Nurses, doctors and other healthcare professionals could be expected to hold monthly sessions to discuss the pressures they face as part of a government backed initiative to improve culture and compassion across the NHS.
The Department of Health announced the plans this week.
Health minister Dan Poulter told HSJ sister title Nursing Times the government was investing £650,000 to expand a pilot of what are known as Schwartz Center Rounds to an extra 40 hospitals over the next two years.
Schwartz rounds originated in the US where they were developed by the Schwartz Center for Compassionate Healthcare in Boston. They involve staff meeting once a month to discuss either specific patient cases or a set of circumstances they may face, such as caring for patients with dementia.
Research suggests this leads to staff feeling less isolated and better able to cope with pressures as well as improvements in communication.
They were introduced to the UK by the King’s Fund’s Point of Care Foundation and are currently used by 15 trusts around the country.
The practice was highlighted by Robert Francis QC in his Report of the Mid Staffordshire Foundation Trust Public Inquiry as a method of building a team identity between nursing staff on the wards and surgical and medical staff.
The roll out will take place over the next two years. Dr Poulter told Nursing Times the government wanted to see how they worked in different care settings before deciding whether to go further.
He said: “I certainly know, as a doctor, the impact on the whole team of getting together and talking frankly about experiences and where things have gone well and not so well.
“After a very serious incident on a ward staff will have a de-brief about what happened but what we need is for this to be happening routinely where staff can discuss their concerns and they feel their contributions are valued and listened to.”
He said nurses and doctors “must find the time” for the rounds as the evidence was clear they had a beneficial impact on those who took part.
Organisations wishing to take part will have to pay a fee to the Point of Care Foundation which will deliver the project and train staff under license from the US-based Schwartz Center. Nursing Times understands the government cash will be used to kick start the national roll out.
Jocelyn Cornwell, director of the Point of Care Foundation, said: “There is a cultural problem at the heart of healthcare in this country which has been stubbornly persistent, despite the genuine efforts of healthcare professionals to make services more compassionate and sensitive to the needs of patients.

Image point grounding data
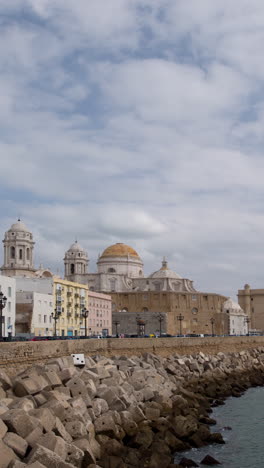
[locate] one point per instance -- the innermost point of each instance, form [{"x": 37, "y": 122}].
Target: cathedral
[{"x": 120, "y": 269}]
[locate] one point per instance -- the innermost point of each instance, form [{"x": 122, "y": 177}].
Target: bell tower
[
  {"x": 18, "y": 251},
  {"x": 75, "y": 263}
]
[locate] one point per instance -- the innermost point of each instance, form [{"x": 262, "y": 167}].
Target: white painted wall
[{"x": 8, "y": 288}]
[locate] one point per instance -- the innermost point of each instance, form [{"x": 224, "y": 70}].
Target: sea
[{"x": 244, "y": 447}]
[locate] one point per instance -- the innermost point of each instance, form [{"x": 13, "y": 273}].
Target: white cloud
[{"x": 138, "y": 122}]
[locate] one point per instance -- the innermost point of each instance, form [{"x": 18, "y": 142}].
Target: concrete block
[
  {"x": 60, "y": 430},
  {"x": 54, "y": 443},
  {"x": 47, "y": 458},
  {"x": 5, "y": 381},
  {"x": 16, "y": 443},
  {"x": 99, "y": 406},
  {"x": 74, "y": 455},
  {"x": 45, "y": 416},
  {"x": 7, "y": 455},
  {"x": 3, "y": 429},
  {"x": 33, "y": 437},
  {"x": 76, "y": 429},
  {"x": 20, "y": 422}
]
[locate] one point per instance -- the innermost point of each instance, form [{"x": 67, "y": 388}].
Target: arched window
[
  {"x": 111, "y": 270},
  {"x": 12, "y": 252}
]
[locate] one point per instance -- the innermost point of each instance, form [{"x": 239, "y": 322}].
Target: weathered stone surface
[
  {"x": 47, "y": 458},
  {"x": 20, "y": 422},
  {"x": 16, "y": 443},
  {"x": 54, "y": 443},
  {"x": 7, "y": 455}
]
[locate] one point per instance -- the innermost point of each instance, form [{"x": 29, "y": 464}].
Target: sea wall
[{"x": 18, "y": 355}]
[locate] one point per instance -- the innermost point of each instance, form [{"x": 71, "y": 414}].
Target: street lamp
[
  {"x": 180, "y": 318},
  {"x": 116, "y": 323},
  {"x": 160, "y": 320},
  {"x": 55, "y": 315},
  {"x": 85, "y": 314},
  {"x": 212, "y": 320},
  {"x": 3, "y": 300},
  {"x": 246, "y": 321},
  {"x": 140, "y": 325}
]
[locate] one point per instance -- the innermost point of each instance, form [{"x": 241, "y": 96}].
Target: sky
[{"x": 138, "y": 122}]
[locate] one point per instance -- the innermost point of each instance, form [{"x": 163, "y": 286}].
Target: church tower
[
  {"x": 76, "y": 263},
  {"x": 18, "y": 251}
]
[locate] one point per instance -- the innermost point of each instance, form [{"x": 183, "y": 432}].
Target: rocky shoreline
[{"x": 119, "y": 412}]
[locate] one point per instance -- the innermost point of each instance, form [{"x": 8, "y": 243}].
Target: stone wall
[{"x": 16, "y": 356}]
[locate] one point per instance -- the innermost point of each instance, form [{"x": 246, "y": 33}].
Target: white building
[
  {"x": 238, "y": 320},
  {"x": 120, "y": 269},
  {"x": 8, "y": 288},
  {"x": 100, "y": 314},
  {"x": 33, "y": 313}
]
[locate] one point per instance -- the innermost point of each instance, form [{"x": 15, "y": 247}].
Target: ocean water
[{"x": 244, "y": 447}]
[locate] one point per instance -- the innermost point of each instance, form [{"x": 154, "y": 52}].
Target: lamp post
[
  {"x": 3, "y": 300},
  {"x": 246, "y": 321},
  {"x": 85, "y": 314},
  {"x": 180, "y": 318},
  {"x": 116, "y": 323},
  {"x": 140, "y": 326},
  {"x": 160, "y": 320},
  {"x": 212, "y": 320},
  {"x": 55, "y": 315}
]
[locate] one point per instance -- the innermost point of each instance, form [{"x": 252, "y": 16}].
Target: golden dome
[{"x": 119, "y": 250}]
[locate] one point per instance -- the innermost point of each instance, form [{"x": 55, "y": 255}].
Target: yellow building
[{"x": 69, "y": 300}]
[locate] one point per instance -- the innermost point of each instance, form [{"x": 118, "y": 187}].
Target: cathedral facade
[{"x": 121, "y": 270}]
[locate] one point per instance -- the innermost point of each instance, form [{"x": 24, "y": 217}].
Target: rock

EXERCISE INSTRUCTIONS | List every person named in the article about Schwartz Center Rounds, and give the role or description the article attaches to each.

RESULT OF THIS EXERCISE |
- Dan Poulter: health minister and a doctor
- Robert Francis QC: author of the Report of the Mid Staffordshire Foundation Trust Public Inquiry
- Jocelyn Cornwell: director of the Point of Care Foundation